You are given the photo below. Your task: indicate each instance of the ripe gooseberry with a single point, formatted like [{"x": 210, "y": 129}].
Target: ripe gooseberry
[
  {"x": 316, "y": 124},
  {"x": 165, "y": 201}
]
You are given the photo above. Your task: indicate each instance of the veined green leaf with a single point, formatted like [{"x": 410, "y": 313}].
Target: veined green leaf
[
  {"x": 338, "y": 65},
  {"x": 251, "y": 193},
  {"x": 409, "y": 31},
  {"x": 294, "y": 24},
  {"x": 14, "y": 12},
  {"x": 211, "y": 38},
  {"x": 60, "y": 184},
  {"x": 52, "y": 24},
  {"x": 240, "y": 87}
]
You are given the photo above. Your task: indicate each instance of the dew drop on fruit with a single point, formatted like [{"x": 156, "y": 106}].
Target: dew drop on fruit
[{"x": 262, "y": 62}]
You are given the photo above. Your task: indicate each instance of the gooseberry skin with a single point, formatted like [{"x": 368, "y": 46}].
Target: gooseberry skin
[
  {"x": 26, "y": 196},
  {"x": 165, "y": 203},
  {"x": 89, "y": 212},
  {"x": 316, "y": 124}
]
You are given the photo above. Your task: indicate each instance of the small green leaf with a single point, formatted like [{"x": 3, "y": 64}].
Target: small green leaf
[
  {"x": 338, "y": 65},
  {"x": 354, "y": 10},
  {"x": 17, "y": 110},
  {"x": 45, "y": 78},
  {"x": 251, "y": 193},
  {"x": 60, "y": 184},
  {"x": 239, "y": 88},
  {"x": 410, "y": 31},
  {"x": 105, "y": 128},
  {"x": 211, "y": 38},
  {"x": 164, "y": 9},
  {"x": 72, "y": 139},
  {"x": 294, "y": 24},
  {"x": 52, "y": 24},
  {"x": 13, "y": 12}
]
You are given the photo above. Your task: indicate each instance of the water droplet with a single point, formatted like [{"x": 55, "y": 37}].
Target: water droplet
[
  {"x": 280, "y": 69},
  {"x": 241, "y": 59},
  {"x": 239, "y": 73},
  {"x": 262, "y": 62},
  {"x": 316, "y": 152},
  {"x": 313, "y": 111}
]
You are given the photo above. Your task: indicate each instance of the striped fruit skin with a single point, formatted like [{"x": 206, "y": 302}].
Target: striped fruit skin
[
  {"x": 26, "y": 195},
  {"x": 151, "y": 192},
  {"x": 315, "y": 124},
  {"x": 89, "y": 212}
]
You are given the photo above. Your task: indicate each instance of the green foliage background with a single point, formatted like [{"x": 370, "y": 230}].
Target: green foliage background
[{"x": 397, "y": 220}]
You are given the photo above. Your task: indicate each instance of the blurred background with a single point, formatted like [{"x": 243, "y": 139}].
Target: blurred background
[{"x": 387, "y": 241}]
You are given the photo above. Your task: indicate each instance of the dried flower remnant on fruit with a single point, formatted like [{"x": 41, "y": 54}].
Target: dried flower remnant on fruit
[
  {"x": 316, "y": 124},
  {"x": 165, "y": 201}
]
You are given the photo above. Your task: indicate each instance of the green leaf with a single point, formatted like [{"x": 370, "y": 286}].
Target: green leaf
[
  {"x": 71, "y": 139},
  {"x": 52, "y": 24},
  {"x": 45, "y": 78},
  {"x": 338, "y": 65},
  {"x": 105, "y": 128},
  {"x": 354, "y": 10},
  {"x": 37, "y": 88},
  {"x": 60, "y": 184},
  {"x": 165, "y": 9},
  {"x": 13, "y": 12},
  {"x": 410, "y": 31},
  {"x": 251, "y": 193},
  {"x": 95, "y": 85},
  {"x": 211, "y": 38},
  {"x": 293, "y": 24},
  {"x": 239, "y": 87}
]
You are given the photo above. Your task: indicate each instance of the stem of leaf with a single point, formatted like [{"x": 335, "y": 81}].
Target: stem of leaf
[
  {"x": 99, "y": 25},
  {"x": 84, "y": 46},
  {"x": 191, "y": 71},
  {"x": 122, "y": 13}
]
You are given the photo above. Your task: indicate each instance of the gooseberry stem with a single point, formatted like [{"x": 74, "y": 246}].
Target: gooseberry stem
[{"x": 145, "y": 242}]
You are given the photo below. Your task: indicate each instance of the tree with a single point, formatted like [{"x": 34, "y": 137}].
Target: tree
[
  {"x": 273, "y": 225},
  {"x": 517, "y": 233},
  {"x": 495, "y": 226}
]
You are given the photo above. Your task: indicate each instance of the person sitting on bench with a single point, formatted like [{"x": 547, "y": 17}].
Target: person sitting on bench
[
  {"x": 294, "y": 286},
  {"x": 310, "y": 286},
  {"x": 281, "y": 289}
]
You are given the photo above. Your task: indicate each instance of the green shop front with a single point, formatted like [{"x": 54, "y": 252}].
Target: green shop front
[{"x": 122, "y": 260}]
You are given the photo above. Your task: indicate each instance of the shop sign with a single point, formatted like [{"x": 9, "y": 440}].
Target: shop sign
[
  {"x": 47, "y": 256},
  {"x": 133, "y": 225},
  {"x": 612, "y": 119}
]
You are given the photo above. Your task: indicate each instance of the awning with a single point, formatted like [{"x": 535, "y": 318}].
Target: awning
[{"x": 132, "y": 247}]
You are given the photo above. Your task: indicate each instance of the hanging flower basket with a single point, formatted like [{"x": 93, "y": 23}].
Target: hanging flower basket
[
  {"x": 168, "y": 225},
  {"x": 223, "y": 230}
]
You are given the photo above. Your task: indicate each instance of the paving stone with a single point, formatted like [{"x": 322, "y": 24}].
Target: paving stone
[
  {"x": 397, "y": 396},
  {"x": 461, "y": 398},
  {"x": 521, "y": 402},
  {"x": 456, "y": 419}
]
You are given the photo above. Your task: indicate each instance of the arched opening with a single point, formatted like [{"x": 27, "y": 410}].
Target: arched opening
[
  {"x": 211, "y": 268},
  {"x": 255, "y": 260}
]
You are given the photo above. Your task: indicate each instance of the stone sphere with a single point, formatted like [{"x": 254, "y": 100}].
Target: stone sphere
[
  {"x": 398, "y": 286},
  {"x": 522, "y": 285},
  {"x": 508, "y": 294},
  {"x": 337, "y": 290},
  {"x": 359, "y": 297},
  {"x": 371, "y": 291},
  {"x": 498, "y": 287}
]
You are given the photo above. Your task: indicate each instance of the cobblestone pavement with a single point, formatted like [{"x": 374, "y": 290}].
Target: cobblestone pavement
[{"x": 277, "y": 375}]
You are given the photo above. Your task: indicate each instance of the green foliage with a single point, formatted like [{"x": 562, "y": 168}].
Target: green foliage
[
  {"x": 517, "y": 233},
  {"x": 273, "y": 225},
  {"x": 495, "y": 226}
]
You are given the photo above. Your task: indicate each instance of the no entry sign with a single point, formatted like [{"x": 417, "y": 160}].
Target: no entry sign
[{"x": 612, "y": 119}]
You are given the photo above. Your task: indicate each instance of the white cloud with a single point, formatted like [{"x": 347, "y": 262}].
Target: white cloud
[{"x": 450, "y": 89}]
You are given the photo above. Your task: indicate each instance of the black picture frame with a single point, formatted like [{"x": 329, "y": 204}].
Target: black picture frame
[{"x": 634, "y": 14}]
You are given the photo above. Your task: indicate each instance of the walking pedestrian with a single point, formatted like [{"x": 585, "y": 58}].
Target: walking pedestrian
####
**To do:**
Rewrite all of the records above with "with a single point" changed to "with one point" and everything else left as it is.

**Completed exercise:**
You are given the photo below. Your task: indicate each instance of the ripe gooseberry with one point, formatted like [{"x": 210, "y": 129}].
Target: ripe gooseberry
[
  {"x": 316, "y": 124},
  {"x": 165, "y": 201}
]
You are given the photo above. Your task: indicate each instance of the veined green leaf with one point, formatted like [{"x": 410, "y": 313}].
Target: veined green leaf
[
  {"x": 338, "y": 65},
  {"x": 251, "y": 193},
  {"x": 409, "y": 31},
  {"x": 294, "y": 24},
  {"x": 14, "y": 12},
  {"x": 211, "y": 38},
  {"x": 60, "y": 184},
  {"x": 52, "y": 24},
  {"x": 240, "y": 87}
]
You are given the photo above. Your task: indicate each instance of the dew drop on fruit with one point, formatted like [{"x": 156, "y": 106}].
Target: dew drop on fruit
[{"x": 262, "y": 62}]
You are given the photo above. Your task: indicate each instance of the gooseberry skin with one point, formatted like [{"x": 368, "y": 46}].
Target: gooseberry skin
[
  {"x": 26, "y": 196},
  {"x": 165, "y": 203},
  {"x": 89, "y": 212},
  {"x": 316, "y": 124}
]
You are given the photo above. Your task: indicate each instance of the small green leaf with one point, formatted like [{"x": 3, "y": 64}].
Target: small green leaf
[
  {"x": 338, "y": 65},
  {"x": 354, "y": 10},
  {"x": 17, "y": 110},
  {"x": 45, "y": 78},
  {"x": 251, "y": 193},
  {"x": 60, "y": 184},
  {"x": 239, "y": 88},
  {"x": 410, "y": 31},
  {"x": 105, "y": 128},
  {"x": 211, "y": 38},
  {"x": 164, "y": 9},
  {"x": 72, "y": 139},
  {"x": 294, "y": 24},
  {"x": 52, "y": 24},
  {"x": 13, "y": 12}
]
You are given the photo above. Your task: indicate each instance of the water droplet with one point, formatted like [{"x": 55, "y": 37}].
Target: water droplet
[
  {"x": 280, "y": 69},
  {"x": 241, "y": 59},
  {"x": 239, "y": 73},
  {"x": 262, "y": 62},
  {"x": 316, "y": 152},
  {"x": 313, "y": 111}
]
You are given the photo above. Your task: indicate each instance of the striped fruit skin with one point, formatted like [{"x": 206, "y": 302}].
Target: striped fruit skin
[
  {"x": 26, "y": 195},
  {"x": 151, "y": 192},
  {"x": 315, "y": 124},
  {"x": 89, "y": 212}
]
You are given the photo above. Your task: indicate each instance of the green foliage background with one point, formatted like [{"x": 370, "y": 230}].
Target: green foliage background
[{"x": 397, "y": 220}]
You are given the photo above. Your task: indicate each instance of the blurred background with one point, formatted like [{"x": 243, "y": 139}].
Target: blurred background
[{"x": 387, "y": 241}]
You are given the photo above. Your task: indicate each instance of the dried flower remnant on fruit with one point, formatted like [{"x": 41, "y": 54}].
Target: dried flower remnant on fruit
[
  {"x": 316, "y": 124},
  {"x": 165, "y": 201}
]
You are given the photo above. Your task: indicate each instance of the green leaf with one point, formatted like [{"x": 370, "y": 286}].
Target: green leaf
[
  {"x": 71, "y": 139},
  {"x": 52, "y": 24},
  {"x": 45, "y": 78},
  {"x": 338, "y": 65},
  {"x": 105, "y": 128},
  {"x": 354, "y": 10},
  {"x": 37, "y": 88},
  {"x": 60, "y": 184},
  {"x": 165, "y": 9},
  {"x": 13, "y": 12},
  {"x": 410, "y": 31},
  {"x": 251, "y": 193},
  {"x": 95, "y": 85},
  {"x": 211, "y": 38},
  {"x": 293, "y": 24},
  {"x": 239, "y": 87}
]
You are given the photo above. Your task: indicate each instance of the stem of leaf with one point, formatted like [{"x": 335, "y": 81}].
Target: stem of leaf
[
  {"x": 99, "y": 25},
  {"x": 84, "y": 46},
  {"x": 191, "y": 71},
  {"x": 122, "y": 13}
]
You are given the photo above. Your task: indicate each instance of the gooseberry stem with one point, formatted like [{"x": 74, "y": 246}].
Target: gooseberry stem
[{"x": 145, "y": 242}]
You are given the photo below. Your task: indicate each instance of the tree with one point, formatted like [{"x": 34, "y": 137}].
Target: tree
[
  {"x": 273, "y": 225},
  {"x": 517, "y": 233},
  {"x": 495, "y": 226}
]
You are given the photo above. Your task: indicate each instance of the person sitting on bench with one point, formatted like [{"x": 547, "y": 17}].
Target: person sitting on bench
[
  {"x": 294, "y": 286},
  {"x": 310, "y": 286},
  {"x": 281, "y": 289}
]
You are given the photo above. Your task: indicate each instance of the green shop front with one point, formatted like [{"x": 54, "y": 252}].
Target: green shop front
[{"x": 122, "y": 260}]
You are given the photo above. Your task: indicate each instance of the shop sign with one point, formatted like [{"x": 9, "y": 440}].
Target: shop sign
[
  {"x": 47, "y": 256},
  {"x": 133, "y": 225},
  {"x": 612, "y": 119}
]
You are given the photo above. Your task: indicate each instance of the awning with one point, formatted like [{"x": 535, "y": 318}].
Target: awning
[{"x": 132, "y": 247}]
You are given the photo above. Your task: indicate each instance of the hanging flower basket with one point, formatted like [{"x": 93, "y": 23}].
Target: hanging flower basket
[
  {"x": 168, "y": 225},
  {"x": 223, "y": 230}
]
You are given the photo above. Your task: indicate each instance of the paving stone with one point, formatted like [{"x": 322, "y": 24}].
Target: paving stone
[
  {"x": 397, "y": 396},
  {"x": 461, "y": 398},
  {"x": 521, "y": 402},
  {"x": 456, "y": 419}
]
You are given the photo above. Your task: indicate each instance of the arched opening with one point, formatted like [{"x": 27, "y": 410}].
Target: arched opening
[
  {"x": 211, "y": 268},
  {"x": 255, "y": 260}
]
You are given the photo above. Your task: indicate each instance of the stone sphere with one point, formatted like [{"x": 254, "y": 100}].
Target: stone sphere
[
  {"x": 398, "y": 286},
  {"x": 522, "y": 285},
  {"x": 508, "y": 294},
  {"x": 337, "y": 290},
  {"x": 359, "y": 297},
  {"x": 371, "y": 291},
  {"x": 498, "y": 287}
]
You are given the photo above. Your task: indicate each instance of the cobblestone pavement with one point, formatted like [{"x": 374, "y": 290}].
Target: cobblestone pavement
[{"x": 277, "y": 375}]
You are given the photo above. Your task: indicate each instance of the green foliage with one point, formatted like [{"x": 562, "y": 168}].
Target: green foliage
[
  {"x": 517, "y": 233},
  {"x": 273, "y": 225},
  {"x": 495, "y": 226}
]
You are given the photo above. Your task: indicate each instance of the no entry sign with one point, formatted like [{"x": 417, "y": 160}].
Target: no entry sign
[{"x": 612, "y": 119}]
You are given the photo above. Your task: indicate each instance of the white cloud with one point, formatted like [{"x": 347, "y": 262}].
Target: white cloud
[{"x": 450, "y": 89}]
You are given the photo above. Your task: indicate each instance of the black picture frame with one point, formatted like [{"x": 329, "y": 204}].
Target: black picture frame
[{"x": 634, "y": 14}]
You are given the photo above. Your task: indicate each instance of the walking pedestrian with one point, formatted like [{"x": 585, "y": 58}].
Target: walking pedestrian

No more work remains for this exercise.